§ YOUR GOAL: Rewrite all of the data below, replacing "query string" with "search phrase" and changing nothing else. Omit the pictures from your answer.

==================================================

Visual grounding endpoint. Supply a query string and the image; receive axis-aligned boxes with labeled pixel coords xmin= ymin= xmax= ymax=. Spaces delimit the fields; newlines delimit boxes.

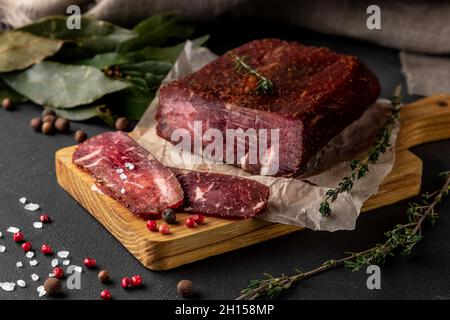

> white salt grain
xmin=23 ymin=203 xmax=39 ymax=211
xmin=0 ymin=282 xmax=16 ymax=291
xmin=6 ymin=227 xmax=20 ymax=233
xmin=33 ymin=221 xmax=42 ymax=229
xmin=73 ymin=266 xmax=83 ymax=273
xmin=17 ymin=279 xmax=27 ymax=288
xmin=58 ymin=251 xmax=69 ymax=259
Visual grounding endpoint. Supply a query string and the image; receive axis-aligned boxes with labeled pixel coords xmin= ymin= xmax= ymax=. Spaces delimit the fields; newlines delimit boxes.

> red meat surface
xmin=156 ymin=39 xmax=380 ymax=176
xmin=73 ymin=131 xmax=183 ymax=217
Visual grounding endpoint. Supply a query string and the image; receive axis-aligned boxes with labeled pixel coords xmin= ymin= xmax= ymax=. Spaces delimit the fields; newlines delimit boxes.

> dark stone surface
xmin=0 ymin=19 xmax=450 ymax=300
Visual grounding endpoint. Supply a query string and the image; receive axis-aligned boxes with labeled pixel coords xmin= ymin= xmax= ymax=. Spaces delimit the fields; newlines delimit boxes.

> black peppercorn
xmin=162 ymin=208 xmax=177 ymax=224
xmin=44 ymin=278 xmax=62 ymax=297
xmin=115 ymin=117 xmax=130 ymax=131
xmin=74 ymin=130 xmax=87 ymax=143
xmin=30 ymin=117 xmax=42 ymax=131
xmin=55 ymin=118 xmax=70 ymax=133
xmin=177 ymin=280 xmax=194 ymax=298
xmin=41 ymin=121 xmax=55 ymax=134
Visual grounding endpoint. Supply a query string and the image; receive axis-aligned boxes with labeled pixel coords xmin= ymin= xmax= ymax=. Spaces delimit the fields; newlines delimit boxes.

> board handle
xmin=396 ymin=94 xmax=450 ymax=150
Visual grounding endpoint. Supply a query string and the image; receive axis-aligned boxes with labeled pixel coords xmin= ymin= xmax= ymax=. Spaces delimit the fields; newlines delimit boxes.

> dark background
xmin=0 ymin=17 xmax=450 ymax=299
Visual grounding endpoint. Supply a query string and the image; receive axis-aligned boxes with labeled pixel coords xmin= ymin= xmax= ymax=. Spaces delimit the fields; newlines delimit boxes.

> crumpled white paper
xmin=132 ymin=41 xmax=399 ymax=231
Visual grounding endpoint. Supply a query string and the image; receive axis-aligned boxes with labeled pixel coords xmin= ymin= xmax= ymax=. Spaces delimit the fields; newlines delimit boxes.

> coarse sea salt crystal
xmin=0 ymin=282 xmax=16 ymax=291
xmin=73 ymin=266 xmax=83 ymax=273
xmin=6 ymin=227 xmax=20 ymax=233
xmin=17 ymin=279 xmax=27 ymax=288
xmin=58 ymin=251 xmax=69 ymax=259
xmin=23 ymin=203 xmax=39 ymax=211
xmin=33 ymin=221 xmax=42 ymax=229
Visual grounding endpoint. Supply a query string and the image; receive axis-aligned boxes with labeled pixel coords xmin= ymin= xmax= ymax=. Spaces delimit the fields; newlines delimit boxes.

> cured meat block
xmin=173 ymin=169 xmax=269 ymax=219
xmin=156 ymin=39 xmax=380 ymax=176
xmin=73 ymin=131 xmax=183 ymax=217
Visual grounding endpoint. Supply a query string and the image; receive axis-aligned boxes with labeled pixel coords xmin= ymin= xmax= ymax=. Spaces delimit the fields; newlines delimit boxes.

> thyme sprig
xmin=319 ymin=86 xmax=403 ymax=217
xmin=229 ymin=53 xmax=274 ymax=94
xmin=237 ymin=171 xmax=450 ymax=300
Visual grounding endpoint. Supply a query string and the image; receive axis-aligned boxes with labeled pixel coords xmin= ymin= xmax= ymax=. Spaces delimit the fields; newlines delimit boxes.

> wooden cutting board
xmin=56 ymin=95 xmax=450 ymax=270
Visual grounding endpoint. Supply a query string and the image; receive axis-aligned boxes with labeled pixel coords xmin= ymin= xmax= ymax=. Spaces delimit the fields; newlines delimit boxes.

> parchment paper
xmin=132 ymin=41 xmax=399 ymax=231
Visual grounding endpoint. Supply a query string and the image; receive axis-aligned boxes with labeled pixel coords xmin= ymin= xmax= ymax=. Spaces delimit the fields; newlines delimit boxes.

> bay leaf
xmin=19 ymin=16 xmax=137 ymax=53
xmin=108 ymin=85 xmax=155 ymax=120
xmin=2 ymin=61 xmax=129 ymax=108
xmin=119 ymin=60 xmax=172 ymax=75
xmin=0 ymin=31 xmax=64 ymax=72
xmin=123 ymin=35 xmax=209 ymax=63
xmin=0 ymin=79 xmax=28 ymax=103
xmin=74 ymin=52 xmax=129 ymax=69
xmin=50 ymin=104 xmax=115 ymax=127
xmin=117 ymin=14 xmax=194 ymax=53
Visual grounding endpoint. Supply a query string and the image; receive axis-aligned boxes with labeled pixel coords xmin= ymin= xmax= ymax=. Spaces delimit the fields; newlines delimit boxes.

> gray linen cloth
xmin=0 ymin=0 xmax=450 ymax=95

==================================================

§ RESPONSE:
Visual grounding endpoint. Supply a search phrase and the image; receive axis-aligned boxes with labeled pixel coords xmin= ymin= xmax= ymax=. Spaces delimit the fields; newlines delimit boxes.


> white salt grain
xmin=23 ymin=203 xmax=39 ymax=211
xmin=0 ymin=282 xmax=16 ymax=291
xmin=6 ymin=227 xmax=20 ymax=233
xmin=33 ymin=221 xmax=42 ymax=229
xmin=73 ymin=266 xmax=83 ymax=273
xmin=17 ymin=279 xmax=27 ymax=288
xmin=58 ymin=251 xmax=69 ymax=259
Visual grounding endpoint. Supply a search phrase and the image; receive axis-aligned boxes with labeled pixel coords xmin= ymin= xmax= ymax=. Spaces delimit the fields; newlines delimit boxes.

> red meat surface
xmin=156 ymin=39 xmax=380 ymax=176
xmin=73 ymin=131 xmax=183 ymax=217
Visual grounding endpoint. Supply a search phrase and the image; receive axis-aligned boxes with labeled pixel coords xmin= ymin= xmax= ymax=. Spaces delimit the fields; newlines delimit boxes.

> dark stone surface
xmin=0 ymin=19 xmax=450 ymax=300
Visual grounding endpoint. Supply a search phrase and the image; receive axis-aligned boxes with labeled pixel coords xmin= ymin= xmax= ymax=. Spaces delimit the fields; newlines delimit boxes.

> black peppercorn
xmin=162 ymin=208 xmax=177 ymax=224
xmin=44 ymin=278 xmax=62 ymax=297
xmin=115 ymin=117 xmax=130 ymax=131
xmin=74 ymin=130 xmax=87 ymax=143
xmin=30 ymin=117 xmax=42 ymax=131
xmin=55 ymin=118 xmax=70 ymax=133
xmin=177 ymin=280 xmax=194 ymax=298
xmin=41 ymin=121 xmax=55 ymax=134
Visual grounding endpoint. Supply a search phrase and the image; receive axis-aligned boxes with labeled pixel coords xmin= ymin= xmax= ymax=. Spaces delimit the fields; newlines delimit boxes.

> board handle
xmin=396 ymin=94 xmax=450 ymax=150
Visual grounding endpoint. Supply a search phrase and the image; receive axis-aligned boxes with labeled pixel coords xmin= ymin= xmax= ymax=. Spaces delimit the fields; newlines delimit boxes.

> dark background
xmin=0 ymin=17 xmax=450 ymax=299
Visual grounding endpoint. Supply a search phrase and the image; receive axis-aligned boxes with labeled pixel coords xmin= ymin= xmax= ymax=. Spaces delimit the fields; newlines delimit boxes.

> crumpled white paper
xmin=132 ymin=41 xmax=399 ymax=231
Visual grounding endpoint. Supply a search phrase and the image; receive axis-aligned boxes with labeled pixel coords xmin= ymin= xmax= ymax=. Spaces delimit the fields; newlines delimit boxes.

> coarse sea salt crystal
xmin=0 ymin=282 xmax=16 ymax=291
xmin=73 ymin=266 xmax=83 ymax=273
xmin=6 ymin=227 xmax=20 ymax=233
xmin=17 ymin=279 xmax=27 ymax=288
xmin=58 ymin=251 xmax=69 ymax=259
xmin=23 ymin=203 xmax=39 ymax=211
xmin=33 ymin=221 xmax=42 ymax=229
Visual grounding endpoint. Supply a search phrase and the image; receive axis-aligned boxes with labeled pixel coords xmin= ymin= xmax= ymax=. Spaces delimit the fields; newlines delimit boxes.

> cured meat block
xmin=173 ymin=169 xmax=269 ymax=219
xmin=156 ymin=39 xmax=380 ymax=176
xmin=73 ymin=131 xmax=183 ymax=217
Visual grounding endpoint. Supply a search phrase and the image; receive axis-aligned boxes with labeled pixel coords xmin= ymin= xmax= ymax=. Spaces delimit the fields; newlines delimit boxes.

> thyme sprig
xmin=319 ymin=86 xmax=403 ymax=217
xmin=229 ymin=53 xmax=274 ymax=94
xmin=237 ymin=171 xmax=450 ymax=300
Visual grounding endpoint. Supply a search phrase and the image; receive axis-aligned boxes with labeled pixel coords xmin= ymin= xmax= ymax=. Spaces delimit the fields; newlines delimit boxes.

> wooden cutting board
xmin=56 ymin=95 xmax=450 ymax=270
Visual grounding endpoint. Supply a search phrase and the image; receive axis-aligned boxes with labeled pixel coords xmin= ymin= xmax= ymax=. Spaces delimit the fields; newlines delimit boxes.

> parchment paper
xmin=132 ymin=41 xmax=399 ymax=231
Visual grounding endpoint. Supply a search phrase and the image; receive axis-aligned boxes with labeled pixel coords xmin= ymin= xmax= ymax=. Spaces delimit the fields; newlines delimit boxes.

> bay leaf
xmin=19 ymin=16 xmax=137 ymax=53
xmin=108 ymin=85 xmax=155 ymax=120
xmin=2 ymin=61 xmax=129 ymax=108
xmin=119 ymin=60 xmax=172 ymax=75
xmin=0 ymin=31 xmax=64 ymax=72
xmin=123 ymin=35 xmax=209 ymax=63
xmin=0 ymin=79 xmax=28 ymax=103
xmin=74 ymin=52 xmax=129 ymax=69
xmin=50 ymin=104 xmax=115 ymax=127
xmin=117 ymin=14 xmax=194 ymax=53
Visual grounding endpoint. Supply a search phrase and the image; receive axis-aligned boxes with labeled pixel coords xmin= ymin= xmax= ymax=. Spaces delimit the fields; newlines delimit boxes.

> gray linen cloth
xmin=0 ymin=0 xmax=450 ymax=95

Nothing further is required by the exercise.